■ La tarea:
Copia de nuevo las líneas entre la que contiene "Task: confirm every instance of the driveway" y la que contiene "271], [216, 211]]", ambas incluidas, con las solicitudes también, pero desplaza cada coordenada de las respuestas sumándole 28. No incluyas ninguna otra línea.

:: Material proporcionado

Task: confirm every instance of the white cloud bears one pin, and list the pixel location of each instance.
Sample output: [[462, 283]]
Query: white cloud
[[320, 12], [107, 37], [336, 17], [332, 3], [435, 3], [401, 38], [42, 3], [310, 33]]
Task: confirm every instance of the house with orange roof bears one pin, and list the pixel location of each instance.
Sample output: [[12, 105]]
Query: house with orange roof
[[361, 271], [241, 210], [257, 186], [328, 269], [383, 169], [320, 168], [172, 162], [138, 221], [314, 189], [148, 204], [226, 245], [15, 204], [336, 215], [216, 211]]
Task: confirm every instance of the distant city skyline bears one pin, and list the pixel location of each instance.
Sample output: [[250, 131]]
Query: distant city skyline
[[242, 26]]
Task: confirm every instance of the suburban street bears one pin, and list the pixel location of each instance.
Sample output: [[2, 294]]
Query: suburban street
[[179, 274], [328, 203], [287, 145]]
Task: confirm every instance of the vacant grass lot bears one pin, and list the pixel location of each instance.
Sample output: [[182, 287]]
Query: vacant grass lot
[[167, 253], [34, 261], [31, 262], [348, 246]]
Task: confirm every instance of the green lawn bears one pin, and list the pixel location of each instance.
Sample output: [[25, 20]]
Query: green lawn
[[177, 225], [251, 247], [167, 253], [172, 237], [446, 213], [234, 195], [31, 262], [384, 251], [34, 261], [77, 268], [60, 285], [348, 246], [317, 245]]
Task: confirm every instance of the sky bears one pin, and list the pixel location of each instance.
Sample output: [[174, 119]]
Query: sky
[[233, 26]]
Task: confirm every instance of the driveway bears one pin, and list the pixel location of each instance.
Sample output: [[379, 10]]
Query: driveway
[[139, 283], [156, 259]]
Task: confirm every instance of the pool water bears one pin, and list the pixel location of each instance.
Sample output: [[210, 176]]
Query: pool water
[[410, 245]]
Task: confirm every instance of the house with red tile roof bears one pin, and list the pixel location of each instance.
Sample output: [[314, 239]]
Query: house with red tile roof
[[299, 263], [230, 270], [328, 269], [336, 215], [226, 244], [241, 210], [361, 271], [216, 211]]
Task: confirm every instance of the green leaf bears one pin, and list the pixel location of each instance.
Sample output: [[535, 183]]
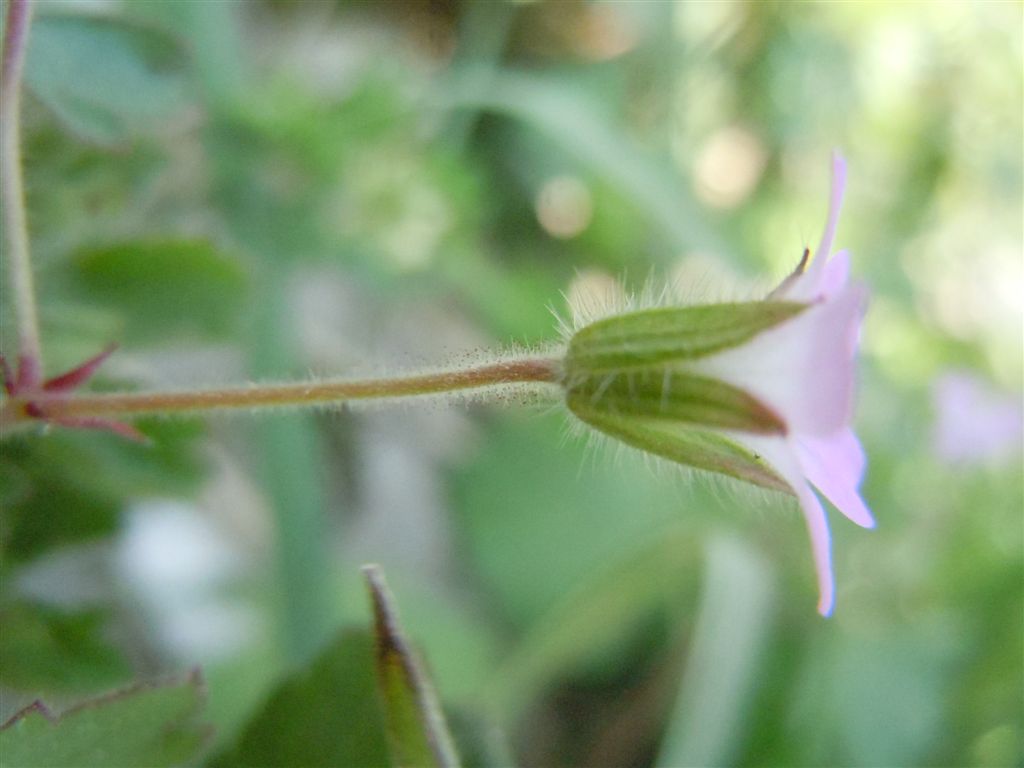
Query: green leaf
[[165, 288], [107, 80], [324, 715], [595, 619], [417, 731], [151, 725], [45, 649], [69, 486]]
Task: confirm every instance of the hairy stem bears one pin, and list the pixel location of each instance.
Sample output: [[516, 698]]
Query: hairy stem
[[62, 407], [12, 192]]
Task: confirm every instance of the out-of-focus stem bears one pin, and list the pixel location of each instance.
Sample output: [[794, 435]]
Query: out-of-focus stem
[[12, 192], [62, 407]]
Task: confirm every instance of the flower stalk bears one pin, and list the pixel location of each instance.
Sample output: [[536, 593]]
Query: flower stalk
[[12, 194], [69, 410]]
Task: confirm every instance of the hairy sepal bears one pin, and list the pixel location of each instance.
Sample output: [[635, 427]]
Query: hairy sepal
[[690, 446], [670, 396], [665, 335]]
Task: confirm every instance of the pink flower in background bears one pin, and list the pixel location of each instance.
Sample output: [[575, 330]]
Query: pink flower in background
[[974, 423], [804, 370]]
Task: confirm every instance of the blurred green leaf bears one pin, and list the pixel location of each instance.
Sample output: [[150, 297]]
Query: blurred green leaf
[[732, 630], [46, 649], [593, 621], [577, 122], [325, 715], [107, 80], [165, 288], [69, 486], [538, 515], [417, 731], [151, 725]]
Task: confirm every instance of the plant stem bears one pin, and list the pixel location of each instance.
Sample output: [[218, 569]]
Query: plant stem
[[58, 407], [12, 192]]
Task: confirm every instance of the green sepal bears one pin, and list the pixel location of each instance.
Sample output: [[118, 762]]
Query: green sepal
[[667, 394], [693, 448], [664, 335]]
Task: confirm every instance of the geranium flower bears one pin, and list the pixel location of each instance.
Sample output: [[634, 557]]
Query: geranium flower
[[761, 391]]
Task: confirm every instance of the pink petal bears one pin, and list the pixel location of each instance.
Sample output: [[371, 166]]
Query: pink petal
[[802, 369], [836, 273], [835, 206], [822, 278], [836, 465], [777, 453]]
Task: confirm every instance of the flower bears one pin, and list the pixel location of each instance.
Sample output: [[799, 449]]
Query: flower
[[761, 391]]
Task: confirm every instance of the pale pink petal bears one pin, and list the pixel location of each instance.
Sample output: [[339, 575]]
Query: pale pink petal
[[836, 274], [778, 454], [835, 206], [822, 278], [836, 465], [802, 369]]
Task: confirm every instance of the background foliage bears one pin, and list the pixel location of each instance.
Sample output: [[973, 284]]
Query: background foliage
[[256, 190]]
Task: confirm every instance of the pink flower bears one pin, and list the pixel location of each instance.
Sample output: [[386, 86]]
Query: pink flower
[[804, 371]]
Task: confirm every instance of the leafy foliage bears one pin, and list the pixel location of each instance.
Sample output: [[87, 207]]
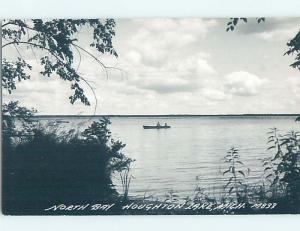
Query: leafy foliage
[[12, 113], [58, 40], [50, 167], [287, 163], [235, 172], [294, 48], [234, 21]]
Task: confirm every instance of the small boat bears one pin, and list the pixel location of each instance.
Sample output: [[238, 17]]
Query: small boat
[[155, 127]]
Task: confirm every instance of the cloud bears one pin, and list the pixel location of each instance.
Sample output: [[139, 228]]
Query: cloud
[[273, 29], [158, 39], [242, 83]]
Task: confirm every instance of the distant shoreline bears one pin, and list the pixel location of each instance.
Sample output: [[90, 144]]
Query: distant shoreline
[[171, 115]]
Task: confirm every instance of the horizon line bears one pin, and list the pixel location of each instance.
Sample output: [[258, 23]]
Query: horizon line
[[170, 115]]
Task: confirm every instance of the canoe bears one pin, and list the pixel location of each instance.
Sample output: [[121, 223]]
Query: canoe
[[155, 127]]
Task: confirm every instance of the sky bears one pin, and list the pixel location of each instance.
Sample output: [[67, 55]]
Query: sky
[[177, 66]]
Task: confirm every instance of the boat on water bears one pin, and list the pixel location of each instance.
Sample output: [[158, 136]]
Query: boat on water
[[156, 127]]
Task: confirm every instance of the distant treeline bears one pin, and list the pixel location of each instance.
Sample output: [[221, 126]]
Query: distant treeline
[[171, 115]]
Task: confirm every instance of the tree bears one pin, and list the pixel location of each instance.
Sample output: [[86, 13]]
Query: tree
[[293, 44], [57, 39]]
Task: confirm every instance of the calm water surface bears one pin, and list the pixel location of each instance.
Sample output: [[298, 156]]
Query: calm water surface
[[192, 152]]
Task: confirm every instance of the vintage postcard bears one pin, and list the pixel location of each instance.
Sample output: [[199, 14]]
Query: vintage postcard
[[150, 116]]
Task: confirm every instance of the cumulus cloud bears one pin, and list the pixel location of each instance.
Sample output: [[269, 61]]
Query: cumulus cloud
[[273, 29], [157, 39], [243, 83]]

::::

■ Respuesta completa:
Task: confirm every instance of the driveway bears one pin, and list the pixel location of each instance.
Sample output: [[379, 10]]
Query: driveway
[[167, 311], [184, 287]]
Task: confirm every instance of the pool water bears one pin, and list the pixel location of each instance.
Sample output: [[210, 176]]
Query: pool water
[[438, 273]]
Task: confirm every instance of the house with red tile roof bears one pin, and list the pixel location of each instance.
Sample output: [[314, 239]]
Query: house with red tile roof
[[327, 291], [258, 298], [356, 297], [364, 243], [254, 272], [269, 238], [389, 299], [244, 239]]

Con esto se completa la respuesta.